EXERCISE REQUIREMENTS:
Can you print, word for word, the stretch of the protein radiolabeling passage from "As radioactive agents" through "been attracting attention."?

GIVEN PASSAGE:
Content starts
As radioactive agents specifically accumulated at a disease site, many peptides and proteins have been studied. In particular, along with the popularization of antibody preparations and biological drugs, the usefulness of a protein can be determined by radiolabeling the protein and evaluating the pharmacokinetics thereof, and therefore, protein labeling has been attracting attention.

Protein radiolabeling is performed by reacting a protein with a radioactive agent precursor. Many radioactive agent precursors have been developed, and N-succinimidyl-4-[¹⁸F]fluorobenzoate ([¹⁸F]SFB) which radiolabels a lysine residue or an N-terminal amine or the like is well known (see NPL: 1).

In a labeling reaction using [¹⁸F]SFB, as a protein concentration increases, the ratio (labeling ratio) of [¹⁸F]SFB to be used for protein labeling increases and the synthesis time decreases (see NPL: 2). However, there is a limit to the production amount, and therefore, fora radioactive agent precursor, only a small amount of which can be used for the reaction, a protein is used in a large amount. As a result, the specific radioactivity (the radioactivity level per unit weight) of the synthesized radioactive agent decreases, and most of the component results in an unlabeled protein. When the synthesized radioactive agent is administered to a living body, most of the protein accumulated in a target region is the unlabeled protein, and thus, a problem arises that the detection sensitivity decreases. On the other hand, when the reaction is performed under a low protein concentration condition, the labeling ratio of the protein is low, and it takes time for synthesis, and therefore, due to radioactive decay, the specific radioactivity decreases. Liu et al. performed an experiment actually under several protein concentration conditions, and among the conditions, a protein concentration condition at which the highest specific radioactivity is obtained has been determined (see NPL: 2). It is difficult to separate and purify a labeled protein after a labeling reaction, and therefore, it is necessary to synthesize a radioactive agent with a high specific radioactivity by setting a suitable reaction condition.
Content ends
Dataset excerpts:
Content starts
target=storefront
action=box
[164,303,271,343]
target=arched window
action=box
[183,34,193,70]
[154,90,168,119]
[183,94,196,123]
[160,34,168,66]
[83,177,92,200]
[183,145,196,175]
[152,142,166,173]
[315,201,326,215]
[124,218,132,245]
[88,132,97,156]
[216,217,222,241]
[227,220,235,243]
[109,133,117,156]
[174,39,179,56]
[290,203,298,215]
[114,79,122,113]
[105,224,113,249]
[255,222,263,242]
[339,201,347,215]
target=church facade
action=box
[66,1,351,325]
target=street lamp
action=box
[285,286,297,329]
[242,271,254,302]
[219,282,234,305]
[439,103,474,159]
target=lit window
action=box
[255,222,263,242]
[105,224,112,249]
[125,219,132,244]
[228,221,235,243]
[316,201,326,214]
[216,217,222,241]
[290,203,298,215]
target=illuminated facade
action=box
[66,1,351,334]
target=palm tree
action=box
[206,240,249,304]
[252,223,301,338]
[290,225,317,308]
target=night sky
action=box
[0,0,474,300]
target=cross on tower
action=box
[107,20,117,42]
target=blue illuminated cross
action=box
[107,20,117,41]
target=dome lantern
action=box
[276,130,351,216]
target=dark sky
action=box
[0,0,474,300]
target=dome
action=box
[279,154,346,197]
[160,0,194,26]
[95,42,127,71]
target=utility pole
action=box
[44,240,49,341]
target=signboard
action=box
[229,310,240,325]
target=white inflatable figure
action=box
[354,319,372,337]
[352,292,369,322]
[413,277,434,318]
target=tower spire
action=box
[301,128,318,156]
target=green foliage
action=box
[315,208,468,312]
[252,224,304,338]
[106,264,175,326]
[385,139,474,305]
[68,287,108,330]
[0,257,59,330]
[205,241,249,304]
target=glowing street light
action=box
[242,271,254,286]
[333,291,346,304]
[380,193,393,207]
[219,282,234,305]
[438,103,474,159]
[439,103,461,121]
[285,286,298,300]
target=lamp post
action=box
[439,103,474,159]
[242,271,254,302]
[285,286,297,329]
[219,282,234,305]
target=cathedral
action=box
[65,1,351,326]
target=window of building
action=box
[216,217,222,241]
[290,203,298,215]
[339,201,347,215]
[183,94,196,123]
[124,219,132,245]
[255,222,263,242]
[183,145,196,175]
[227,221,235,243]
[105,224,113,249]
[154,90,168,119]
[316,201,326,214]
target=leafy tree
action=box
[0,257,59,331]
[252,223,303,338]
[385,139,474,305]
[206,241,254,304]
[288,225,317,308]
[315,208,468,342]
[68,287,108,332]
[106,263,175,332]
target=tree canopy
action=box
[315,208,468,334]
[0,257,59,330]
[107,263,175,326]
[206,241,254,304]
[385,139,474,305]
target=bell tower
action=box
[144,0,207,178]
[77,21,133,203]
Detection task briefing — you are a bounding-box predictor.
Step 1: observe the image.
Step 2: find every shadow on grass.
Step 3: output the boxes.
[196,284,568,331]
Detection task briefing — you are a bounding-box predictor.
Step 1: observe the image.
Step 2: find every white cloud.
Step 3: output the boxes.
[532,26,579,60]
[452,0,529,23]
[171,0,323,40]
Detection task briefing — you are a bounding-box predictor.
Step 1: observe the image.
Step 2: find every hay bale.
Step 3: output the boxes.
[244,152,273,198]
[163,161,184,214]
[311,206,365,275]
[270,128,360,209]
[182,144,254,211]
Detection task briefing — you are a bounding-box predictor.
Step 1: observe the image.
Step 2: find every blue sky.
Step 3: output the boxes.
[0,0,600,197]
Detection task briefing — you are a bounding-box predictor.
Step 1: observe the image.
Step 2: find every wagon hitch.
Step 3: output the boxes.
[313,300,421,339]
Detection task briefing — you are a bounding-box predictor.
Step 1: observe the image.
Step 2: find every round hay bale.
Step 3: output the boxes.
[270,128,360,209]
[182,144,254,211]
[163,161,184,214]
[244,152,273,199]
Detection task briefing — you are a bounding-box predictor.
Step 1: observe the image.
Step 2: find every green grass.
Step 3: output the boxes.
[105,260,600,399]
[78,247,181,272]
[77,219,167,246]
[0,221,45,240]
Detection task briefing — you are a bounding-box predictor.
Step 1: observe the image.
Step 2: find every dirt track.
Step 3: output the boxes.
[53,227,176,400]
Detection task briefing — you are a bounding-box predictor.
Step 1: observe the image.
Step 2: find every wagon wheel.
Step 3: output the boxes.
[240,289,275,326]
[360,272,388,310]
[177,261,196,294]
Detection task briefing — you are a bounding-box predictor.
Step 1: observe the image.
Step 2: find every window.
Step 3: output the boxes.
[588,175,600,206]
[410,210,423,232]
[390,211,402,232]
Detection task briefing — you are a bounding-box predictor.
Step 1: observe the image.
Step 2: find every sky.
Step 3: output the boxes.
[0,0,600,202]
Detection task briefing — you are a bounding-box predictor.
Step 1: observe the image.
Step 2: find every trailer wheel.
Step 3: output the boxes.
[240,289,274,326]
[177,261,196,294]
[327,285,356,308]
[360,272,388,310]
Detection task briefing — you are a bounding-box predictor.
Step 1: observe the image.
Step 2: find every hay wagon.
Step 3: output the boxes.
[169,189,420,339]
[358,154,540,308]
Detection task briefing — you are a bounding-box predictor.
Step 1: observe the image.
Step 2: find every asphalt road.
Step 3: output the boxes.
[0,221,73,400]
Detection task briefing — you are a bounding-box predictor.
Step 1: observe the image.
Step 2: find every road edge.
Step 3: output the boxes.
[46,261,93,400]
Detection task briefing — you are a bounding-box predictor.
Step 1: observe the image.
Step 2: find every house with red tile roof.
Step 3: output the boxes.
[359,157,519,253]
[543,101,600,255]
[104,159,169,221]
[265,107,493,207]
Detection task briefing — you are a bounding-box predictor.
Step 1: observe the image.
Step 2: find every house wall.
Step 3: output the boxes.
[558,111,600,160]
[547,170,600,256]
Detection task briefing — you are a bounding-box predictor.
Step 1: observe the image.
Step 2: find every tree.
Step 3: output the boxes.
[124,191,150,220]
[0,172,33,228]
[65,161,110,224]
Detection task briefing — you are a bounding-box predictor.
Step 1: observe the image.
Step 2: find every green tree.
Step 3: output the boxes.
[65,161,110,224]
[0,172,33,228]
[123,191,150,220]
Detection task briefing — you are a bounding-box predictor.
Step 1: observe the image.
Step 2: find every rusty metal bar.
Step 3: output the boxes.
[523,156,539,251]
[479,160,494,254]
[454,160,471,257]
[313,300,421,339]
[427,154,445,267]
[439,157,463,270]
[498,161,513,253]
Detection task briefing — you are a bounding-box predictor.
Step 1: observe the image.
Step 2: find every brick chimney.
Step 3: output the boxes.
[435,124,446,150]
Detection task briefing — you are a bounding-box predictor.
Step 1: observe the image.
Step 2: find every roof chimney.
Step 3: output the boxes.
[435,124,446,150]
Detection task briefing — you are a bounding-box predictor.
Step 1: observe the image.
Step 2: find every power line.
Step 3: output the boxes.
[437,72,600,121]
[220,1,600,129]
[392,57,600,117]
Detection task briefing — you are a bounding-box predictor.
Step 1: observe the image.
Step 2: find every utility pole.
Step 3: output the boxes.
Content ends
ANSWER TO THE EXERCISE:
As radioactive agents specifically accumulated at a disease site, many peptides and proteins have been studied. In particular, along with the popularization of antibody preparations and biological drugs, the usefulness of a protein can be determined by radiolabeling the protein and evaluating the pharmacokinetics thereof, and therefore, protein labeling has been attracting attention.